PAGE EXTRACT ::
┌──
On Sun, Feb 18, 2018 at 10:50 AM, Romain Manni-Bucau <rmannibu...@gmail.com>
wrote:

>
>
> Le 18 févr. 2018 19:28, "Ben Chambers" <bchamb...@apache.org> a écrit :
>
> It feels like his thread may be a bit off-track. Rather than focusing on
> the semantics of the existing methods -- which have been noted to be meet
> many existing use cases -- it would be helpful to focus on more on the
> reason you are looking for something with different semantics.
>
> Some possibilities (I'm not sure which one you are trying to do):
>
> 1. Clean-up some external, global resource, that was initialized once
> during the startup of the pipeline. If this is the case, how are you
> ensuring it was really only initialized once (and not once per worker, per
> thread, per instance, etc.)? How do you know when the pipeline should
> release it? If the answer is "when it reaches step X", then what about a
> streaming pipeline?
>
>
> When the dofn is no more needed logically ie when the batch is done or
> stream is stopped (manually or by a jvm shutdown)
>

I'm really not following what this means.

Let's say that a pipeline is running 1000 workers, and each worker is
running 1000 threads (each running a copy of the same DoFn). How many
cleanups do you want (do you want 1000 * 1000 = 1M cleanups) and when do
you want it called? When the entire pipeline is shut down? When an
individual worker is about to shut down (which may be temporary - may be
about to start back up)? Something else?



>
>
>
> 2. Finalize some resources that are used within some region of the
> pipeline. While, the DoFn lifecycle methods are not a good fit for this
> (they are focused on managing resources within the DoFn), you could model
> this on how FileIO finalizes the files that it produced. For instance:
>    a) ParDo generates "resource IDs" (or some token that stores
> information about resources)
>    b) "Require Deterministic Input" (to prevent retries from changing
> resource IDs)
>    c) ParDo that initializes the resources
>    d) Pipeline segments that use the resources, and eventually output the
> fact they're done
>    e) "Require Deterministic Input"
>    f) ParDo that frees the resources
>
> By making the use of the resource part of the data it is possible to
> "checkpoint" which resources may be in use or have been finished by using
> the require deterministic input. This is important to ensuring everything
> is actually cleaned up.
>
>
> I nees that but generic and not case by case to industrialize some api on
> top of beam.
>
>
>
> 3. Some other use case that I may be missing? If it is this case, could
> you elaborate on what you are trying to accomplish? That would help me
> understand both the problems with existing options and possibly what could
> be done to help.
└──
AIM 1 :: In the email thread about DoFn cleanup, what step comes right after the ParDo that generates resource IDs?

INPUT RECORDS ::
┌──
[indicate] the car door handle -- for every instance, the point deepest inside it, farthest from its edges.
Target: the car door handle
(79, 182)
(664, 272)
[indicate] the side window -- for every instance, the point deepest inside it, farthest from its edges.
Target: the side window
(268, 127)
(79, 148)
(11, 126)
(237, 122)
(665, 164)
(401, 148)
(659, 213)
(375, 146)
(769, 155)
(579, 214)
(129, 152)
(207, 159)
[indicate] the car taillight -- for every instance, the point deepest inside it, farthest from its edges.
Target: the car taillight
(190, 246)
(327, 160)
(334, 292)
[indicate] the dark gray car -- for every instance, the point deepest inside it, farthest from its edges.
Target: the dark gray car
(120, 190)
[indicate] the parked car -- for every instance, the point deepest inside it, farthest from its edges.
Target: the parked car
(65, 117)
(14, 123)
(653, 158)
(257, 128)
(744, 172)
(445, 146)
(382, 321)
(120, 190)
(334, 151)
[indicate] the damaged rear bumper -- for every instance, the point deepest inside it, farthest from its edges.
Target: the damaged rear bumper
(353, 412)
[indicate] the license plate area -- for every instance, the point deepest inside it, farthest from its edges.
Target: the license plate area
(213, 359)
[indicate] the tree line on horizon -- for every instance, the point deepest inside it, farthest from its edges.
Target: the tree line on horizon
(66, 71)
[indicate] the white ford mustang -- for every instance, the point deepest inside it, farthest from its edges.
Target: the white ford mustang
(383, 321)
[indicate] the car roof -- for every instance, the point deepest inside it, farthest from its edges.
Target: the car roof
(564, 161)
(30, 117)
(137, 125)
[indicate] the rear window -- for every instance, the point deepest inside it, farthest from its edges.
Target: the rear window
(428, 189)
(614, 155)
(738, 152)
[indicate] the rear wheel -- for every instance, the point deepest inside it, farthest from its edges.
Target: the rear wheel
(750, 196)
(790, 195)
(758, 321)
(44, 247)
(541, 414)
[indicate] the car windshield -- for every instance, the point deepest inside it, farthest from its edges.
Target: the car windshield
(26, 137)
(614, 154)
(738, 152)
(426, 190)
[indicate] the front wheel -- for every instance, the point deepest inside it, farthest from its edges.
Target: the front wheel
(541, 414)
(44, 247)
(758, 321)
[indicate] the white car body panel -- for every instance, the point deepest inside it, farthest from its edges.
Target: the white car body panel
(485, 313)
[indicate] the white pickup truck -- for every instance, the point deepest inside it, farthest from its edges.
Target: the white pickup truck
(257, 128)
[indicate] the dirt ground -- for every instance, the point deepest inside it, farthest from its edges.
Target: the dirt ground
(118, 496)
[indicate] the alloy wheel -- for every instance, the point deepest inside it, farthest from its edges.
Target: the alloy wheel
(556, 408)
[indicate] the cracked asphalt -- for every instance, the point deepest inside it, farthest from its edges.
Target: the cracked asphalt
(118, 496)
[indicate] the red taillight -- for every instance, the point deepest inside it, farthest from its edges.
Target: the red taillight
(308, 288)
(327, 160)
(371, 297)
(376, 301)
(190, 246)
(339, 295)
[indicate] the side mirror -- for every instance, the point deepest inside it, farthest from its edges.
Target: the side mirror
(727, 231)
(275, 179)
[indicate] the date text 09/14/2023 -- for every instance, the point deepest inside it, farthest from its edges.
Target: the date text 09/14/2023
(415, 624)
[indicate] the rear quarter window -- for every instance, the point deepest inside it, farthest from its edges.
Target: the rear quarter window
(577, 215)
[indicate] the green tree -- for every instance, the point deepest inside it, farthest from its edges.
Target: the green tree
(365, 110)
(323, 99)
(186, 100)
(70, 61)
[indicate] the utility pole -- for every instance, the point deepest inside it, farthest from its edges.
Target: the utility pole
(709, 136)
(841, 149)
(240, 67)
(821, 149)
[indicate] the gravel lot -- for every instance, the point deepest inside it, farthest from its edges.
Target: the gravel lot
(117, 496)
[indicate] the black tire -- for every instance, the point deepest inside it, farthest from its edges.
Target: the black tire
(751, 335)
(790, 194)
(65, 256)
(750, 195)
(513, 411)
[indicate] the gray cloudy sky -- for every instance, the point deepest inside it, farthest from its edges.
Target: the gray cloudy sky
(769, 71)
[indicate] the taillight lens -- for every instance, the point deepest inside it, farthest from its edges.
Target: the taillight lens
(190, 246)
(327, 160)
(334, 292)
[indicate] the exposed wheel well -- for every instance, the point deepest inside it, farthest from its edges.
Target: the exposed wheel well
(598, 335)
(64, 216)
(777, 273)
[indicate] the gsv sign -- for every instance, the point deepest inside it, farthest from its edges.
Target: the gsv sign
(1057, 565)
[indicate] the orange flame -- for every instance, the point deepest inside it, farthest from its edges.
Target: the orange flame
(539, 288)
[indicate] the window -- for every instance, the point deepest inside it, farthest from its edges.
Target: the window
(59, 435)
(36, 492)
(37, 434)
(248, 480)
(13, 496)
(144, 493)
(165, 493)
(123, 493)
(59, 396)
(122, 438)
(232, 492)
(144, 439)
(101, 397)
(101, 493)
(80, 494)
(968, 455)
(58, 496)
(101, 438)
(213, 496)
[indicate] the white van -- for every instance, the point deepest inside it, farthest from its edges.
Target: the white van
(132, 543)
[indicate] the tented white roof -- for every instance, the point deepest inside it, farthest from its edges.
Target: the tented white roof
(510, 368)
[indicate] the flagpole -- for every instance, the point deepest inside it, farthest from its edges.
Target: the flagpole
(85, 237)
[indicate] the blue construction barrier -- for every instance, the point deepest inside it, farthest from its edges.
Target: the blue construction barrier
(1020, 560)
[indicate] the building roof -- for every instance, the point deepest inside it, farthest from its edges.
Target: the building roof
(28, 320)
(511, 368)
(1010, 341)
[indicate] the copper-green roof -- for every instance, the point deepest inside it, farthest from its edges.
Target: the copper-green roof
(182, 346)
└──
AIM 2 :: Gather each line of the records that contains the word "door".

EXERCISE ANSWER 1 :: "Require Deterministic Input," to keep retries from changing the resource IDs.

EXERCISE ANSWER 2 ::
[indicate] the car door handle -- for every instance, the point deepest inside it, farthest from its edges.
Target: the car door handle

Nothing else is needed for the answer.